◆ Requirements:
Report every line in the data below that contains the word "sink", and treat case as significant.

◆ Task inputs:
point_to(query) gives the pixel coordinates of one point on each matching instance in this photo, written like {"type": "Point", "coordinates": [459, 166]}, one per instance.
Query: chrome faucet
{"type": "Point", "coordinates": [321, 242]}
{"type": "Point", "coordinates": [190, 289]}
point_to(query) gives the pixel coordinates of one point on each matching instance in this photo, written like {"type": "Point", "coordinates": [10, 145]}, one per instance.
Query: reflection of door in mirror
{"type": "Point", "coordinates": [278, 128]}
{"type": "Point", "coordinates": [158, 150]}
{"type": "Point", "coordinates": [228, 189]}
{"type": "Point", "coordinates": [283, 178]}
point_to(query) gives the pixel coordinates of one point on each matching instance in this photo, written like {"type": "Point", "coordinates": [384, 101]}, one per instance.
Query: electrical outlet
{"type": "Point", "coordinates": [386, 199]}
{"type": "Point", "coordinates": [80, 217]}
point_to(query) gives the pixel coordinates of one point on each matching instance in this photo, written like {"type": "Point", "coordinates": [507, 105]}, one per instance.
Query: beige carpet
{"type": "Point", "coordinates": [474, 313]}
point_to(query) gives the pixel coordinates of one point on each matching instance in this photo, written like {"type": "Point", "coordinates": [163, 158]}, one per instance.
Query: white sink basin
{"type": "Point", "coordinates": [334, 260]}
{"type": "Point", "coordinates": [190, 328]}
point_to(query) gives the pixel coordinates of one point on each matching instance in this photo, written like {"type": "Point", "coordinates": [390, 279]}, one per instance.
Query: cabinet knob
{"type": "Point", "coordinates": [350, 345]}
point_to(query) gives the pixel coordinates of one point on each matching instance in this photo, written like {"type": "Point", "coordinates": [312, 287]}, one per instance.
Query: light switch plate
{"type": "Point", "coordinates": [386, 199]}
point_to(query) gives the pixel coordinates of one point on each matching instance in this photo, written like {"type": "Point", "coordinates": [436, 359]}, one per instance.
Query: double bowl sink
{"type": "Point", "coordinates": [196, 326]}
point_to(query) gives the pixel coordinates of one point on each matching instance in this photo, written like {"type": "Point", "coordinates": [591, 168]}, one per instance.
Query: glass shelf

◆ Complete output:
Query: white sink basin
Query: double bowl sink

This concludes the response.